PROBLEM REQUIREMENTS
Copy out the data below, putting "occurrence" wherever "instance" appears and leaving everything else unchanged.

GIVEN DATA
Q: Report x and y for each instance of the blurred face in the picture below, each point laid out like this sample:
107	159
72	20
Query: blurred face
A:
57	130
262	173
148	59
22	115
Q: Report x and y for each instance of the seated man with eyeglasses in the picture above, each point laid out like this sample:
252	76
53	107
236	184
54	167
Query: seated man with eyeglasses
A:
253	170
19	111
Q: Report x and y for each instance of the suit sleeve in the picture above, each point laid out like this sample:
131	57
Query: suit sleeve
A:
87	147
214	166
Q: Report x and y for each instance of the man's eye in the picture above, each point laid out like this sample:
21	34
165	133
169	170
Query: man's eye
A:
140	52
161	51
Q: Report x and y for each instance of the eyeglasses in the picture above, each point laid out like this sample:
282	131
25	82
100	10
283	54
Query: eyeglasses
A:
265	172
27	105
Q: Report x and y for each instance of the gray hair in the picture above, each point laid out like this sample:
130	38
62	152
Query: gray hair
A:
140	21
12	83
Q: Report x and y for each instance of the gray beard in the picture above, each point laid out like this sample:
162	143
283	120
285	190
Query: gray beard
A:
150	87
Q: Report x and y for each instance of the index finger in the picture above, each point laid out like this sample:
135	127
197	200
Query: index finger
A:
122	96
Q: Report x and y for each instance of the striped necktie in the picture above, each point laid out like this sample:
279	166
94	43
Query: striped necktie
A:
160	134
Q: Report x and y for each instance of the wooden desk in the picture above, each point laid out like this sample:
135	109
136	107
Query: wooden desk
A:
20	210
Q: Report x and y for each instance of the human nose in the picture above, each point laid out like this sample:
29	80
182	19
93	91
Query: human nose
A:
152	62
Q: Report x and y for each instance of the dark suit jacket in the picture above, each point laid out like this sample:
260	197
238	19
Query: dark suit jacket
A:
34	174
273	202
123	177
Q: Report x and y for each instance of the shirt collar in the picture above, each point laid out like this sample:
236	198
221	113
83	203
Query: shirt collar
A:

FULL ANSWER
Q: Report x and y for each occurrence of the blurred face in the picture below, each point laid out like this sample:
107	159
72	20
Query: blurred face
A:
57	130
262	173
148	59
22	115
Q: Report x and y for each occurrence of the seated man with eyeglasses in the picture above, each point laid out like this sample:
252	76
53	107
236	184
54	167
Query: seated man with eyeglasses
A:
253	170
19	111
Q: Report x and y for each occurrence of the suit sleeve in the picture above, each point laid out like this sample:
131	57
Query: suit sleeve
A:
87	147
214	166
Q: Report x and y for each occurrence of the man's eye in the picture above, each point laid out like this sample:
21	34
165	133
169	170
Query: man's eye
A:
140	52
161	51
Q: Report x and y for each occurrence of the eyeglasses in the picture above, each point laid out like this sample:
282	131
25	82
100	10
283	54
Query: eyeglasses
A:
265	172
27	105
Q: Report x and y for each occurrence of the gray hair in the picture above, each point laid out like this sample:
130	38
62	152
Query: gray hair
A:
140	21
12	83
Q: Report x and y for each occurrence of the gray beard in the picture above, each point laid out like this sample:
162	143
283	120
285	190
Query: gray beard
A:
150	87
Q: Report x and y for each occurrence of the index finger in the picture above, each point laid out like this sample:
135	127
197	200
Query: index finger
A:
122	96
Q: Report x and y for each occurrence of the striped necktie in the picture above, each point laid out like this sample:
279	166
94	43
Query: striped necktie
A:
160	134
Q: Report x and y for each occurrence of the wooden desk in the picture above, each point laid out like this sample:
135	109
136	107
Query: wooden desk
A:
20	210
Q: Report x and y for each occurrence of the human nose in the picture above, each point laid out like this sample:
29	80
182	19
93	91
Query: human nose
A:
152	62
Q: Report x and y for each occurrence of the dark suit jacket in the picture above, each point laid out like this sample:
260	197
238	19
Query: dark suit jacket
A:
34	174
273	202
123	177
Q: Report x and y for each occurrence of the shirt collar in the picture above, each point laid out like this sample:
236	198
221	113
83	203
Query: shirt collar
A:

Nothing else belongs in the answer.